- _WHAT IS NEEDED_
Rewrite the records as a JSON list of strings, one string per line and no blank lines, beginning at the line that contains "of the flat" and continuing through the last line of the records.
── SUPPLIED RECORDS ──
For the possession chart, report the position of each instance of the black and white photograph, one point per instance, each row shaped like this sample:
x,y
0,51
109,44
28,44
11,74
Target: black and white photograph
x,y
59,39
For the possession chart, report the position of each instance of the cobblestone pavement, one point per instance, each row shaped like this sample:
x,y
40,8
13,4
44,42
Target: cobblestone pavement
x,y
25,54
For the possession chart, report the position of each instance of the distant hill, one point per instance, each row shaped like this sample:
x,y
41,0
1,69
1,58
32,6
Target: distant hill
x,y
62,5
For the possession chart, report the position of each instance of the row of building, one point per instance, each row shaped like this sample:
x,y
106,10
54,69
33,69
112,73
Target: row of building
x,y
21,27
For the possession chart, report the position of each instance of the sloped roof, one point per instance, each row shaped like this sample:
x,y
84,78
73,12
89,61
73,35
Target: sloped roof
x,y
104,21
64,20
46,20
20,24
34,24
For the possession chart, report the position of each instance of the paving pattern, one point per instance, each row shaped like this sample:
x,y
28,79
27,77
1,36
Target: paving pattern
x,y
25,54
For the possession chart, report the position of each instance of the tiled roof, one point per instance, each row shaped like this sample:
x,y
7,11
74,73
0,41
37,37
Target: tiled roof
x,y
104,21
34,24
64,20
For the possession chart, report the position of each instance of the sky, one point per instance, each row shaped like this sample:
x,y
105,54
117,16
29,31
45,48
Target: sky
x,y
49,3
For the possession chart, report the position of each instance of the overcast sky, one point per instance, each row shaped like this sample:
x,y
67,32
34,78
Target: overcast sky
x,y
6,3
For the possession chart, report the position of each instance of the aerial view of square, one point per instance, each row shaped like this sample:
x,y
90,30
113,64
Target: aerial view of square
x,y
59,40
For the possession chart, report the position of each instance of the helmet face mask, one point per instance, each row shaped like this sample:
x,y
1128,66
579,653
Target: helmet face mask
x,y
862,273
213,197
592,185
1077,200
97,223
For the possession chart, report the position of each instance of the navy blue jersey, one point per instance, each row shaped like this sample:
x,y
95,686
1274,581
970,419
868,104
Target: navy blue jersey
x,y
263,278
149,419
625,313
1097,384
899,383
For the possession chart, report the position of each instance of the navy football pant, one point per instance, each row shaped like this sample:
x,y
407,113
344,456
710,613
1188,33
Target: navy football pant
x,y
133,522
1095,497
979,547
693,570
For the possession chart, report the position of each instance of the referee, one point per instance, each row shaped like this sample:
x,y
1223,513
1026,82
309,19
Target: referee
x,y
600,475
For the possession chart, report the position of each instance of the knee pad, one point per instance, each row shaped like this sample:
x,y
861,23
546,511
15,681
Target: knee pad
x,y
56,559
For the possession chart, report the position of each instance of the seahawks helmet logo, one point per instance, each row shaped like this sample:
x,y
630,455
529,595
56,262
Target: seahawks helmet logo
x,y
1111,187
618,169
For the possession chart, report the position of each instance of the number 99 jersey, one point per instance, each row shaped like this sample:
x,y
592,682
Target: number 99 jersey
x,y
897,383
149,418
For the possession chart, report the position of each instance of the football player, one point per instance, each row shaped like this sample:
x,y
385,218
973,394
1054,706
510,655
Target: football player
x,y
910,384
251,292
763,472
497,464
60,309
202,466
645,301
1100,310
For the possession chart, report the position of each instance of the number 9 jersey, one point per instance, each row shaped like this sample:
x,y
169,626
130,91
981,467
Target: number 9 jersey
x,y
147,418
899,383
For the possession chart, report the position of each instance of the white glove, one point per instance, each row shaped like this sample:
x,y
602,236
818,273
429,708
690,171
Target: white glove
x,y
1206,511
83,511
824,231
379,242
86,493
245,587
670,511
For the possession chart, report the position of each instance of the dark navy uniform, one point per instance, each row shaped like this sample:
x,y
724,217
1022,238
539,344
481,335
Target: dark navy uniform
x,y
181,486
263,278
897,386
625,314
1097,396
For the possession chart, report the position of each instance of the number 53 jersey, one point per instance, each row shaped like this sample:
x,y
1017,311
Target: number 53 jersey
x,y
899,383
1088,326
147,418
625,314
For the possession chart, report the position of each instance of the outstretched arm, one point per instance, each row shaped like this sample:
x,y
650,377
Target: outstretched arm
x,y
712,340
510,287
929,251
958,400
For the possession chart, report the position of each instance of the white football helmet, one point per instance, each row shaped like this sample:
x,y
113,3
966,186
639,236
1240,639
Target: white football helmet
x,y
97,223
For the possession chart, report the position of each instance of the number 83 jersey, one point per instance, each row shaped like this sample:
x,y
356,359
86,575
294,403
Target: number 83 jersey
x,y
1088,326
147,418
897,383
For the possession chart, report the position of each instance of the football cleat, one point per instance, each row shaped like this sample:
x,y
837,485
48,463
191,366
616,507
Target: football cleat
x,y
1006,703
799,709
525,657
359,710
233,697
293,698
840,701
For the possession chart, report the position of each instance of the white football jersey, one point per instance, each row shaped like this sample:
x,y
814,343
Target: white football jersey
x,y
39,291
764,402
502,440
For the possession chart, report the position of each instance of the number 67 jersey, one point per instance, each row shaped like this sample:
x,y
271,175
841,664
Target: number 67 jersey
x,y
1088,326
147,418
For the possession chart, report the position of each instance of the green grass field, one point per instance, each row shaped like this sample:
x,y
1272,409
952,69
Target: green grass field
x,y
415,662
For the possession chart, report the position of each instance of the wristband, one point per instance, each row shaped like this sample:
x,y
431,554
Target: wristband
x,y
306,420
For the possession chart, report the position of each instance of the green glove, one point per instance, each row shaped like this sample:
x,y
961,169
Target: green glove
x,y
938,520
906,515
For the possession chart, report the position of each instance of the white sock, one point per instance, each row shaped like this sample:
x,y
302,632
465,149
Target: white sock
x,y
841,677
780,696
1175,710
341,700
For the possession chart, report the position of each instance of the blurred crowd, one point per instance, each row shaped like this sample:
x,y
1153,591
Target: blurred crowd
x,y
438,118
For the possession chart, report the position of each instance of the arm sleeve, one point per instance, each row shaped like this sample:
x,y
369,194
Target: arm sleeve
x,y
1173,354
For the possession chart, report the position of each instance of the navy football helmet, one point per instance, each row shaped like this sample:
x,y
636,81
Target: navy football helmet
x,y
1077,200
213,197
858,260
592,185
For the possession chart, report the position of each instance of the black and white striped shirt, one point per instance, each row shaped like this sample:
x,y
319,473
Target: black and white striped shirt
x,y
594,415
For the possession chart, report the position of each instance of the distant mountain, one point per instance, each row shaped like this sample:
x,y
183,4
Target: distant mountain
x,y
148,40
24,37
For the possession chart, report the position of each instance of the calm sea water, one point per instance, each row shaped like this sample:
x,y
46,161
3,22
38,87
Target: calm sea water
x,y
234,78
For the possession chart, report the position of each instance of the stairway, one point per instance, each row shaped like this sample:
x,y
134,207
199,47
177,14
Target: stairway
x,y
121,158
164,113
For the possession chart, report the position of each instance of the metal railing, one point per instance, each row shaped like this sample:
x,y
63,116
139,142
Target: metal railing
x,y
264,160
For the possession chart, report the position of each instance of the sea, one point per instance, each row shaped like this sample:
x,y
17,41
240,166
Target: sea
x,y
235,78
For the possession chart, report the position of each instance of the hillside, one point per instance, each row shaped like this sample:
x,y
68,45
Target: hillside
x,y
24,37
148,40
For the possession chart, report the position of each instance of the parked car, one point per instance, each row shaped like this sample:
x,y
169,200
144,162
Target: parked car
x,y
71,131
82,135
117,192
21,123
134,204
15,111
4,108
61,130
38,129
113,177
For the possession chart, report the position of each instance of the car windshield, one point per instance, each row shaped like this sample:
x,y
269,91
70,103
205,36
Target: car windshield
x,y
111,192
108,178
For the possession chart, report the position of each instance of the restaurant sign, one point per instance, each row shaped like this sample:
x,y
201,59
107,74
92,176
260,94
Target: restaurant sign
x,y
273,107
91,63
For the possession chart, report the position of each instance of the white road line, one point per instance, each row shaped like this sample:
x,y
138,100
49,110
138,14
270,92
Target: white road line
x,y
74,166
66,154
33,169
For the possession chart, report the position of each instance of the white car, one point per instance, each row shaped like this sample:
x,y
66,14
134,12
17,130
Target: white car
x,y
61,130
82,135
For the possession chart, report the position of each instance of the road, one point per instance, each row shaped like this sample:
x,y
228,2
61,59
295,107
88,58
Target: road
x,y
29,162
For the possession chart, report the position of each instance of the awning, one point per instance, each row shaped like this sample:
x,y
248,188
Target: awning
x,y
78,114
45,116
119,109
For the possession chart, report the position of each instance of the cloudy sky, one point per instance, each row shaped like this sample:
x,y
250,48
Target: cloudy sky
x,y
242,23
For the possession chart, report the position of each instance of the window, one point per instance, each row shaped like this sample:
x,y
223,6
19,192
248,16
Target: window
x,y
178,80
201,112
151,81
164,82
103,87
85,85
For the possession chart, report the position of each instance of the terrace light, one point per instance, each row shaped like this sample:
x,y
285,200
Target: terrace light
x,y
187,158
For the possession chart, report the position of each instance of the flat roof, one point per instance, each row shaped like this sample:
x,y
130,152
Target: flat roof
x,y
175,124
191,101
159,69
───
- _TASK RESULT_
[
  "For the possession chart, report the position of each instance of the flat roof, one point per instance, each row shaped like this sample:",
  "x,y",
  "130,152",
  "Target: flat roof",
  "x,y",
  "175,124",
  "191,101",
  "159,69"
]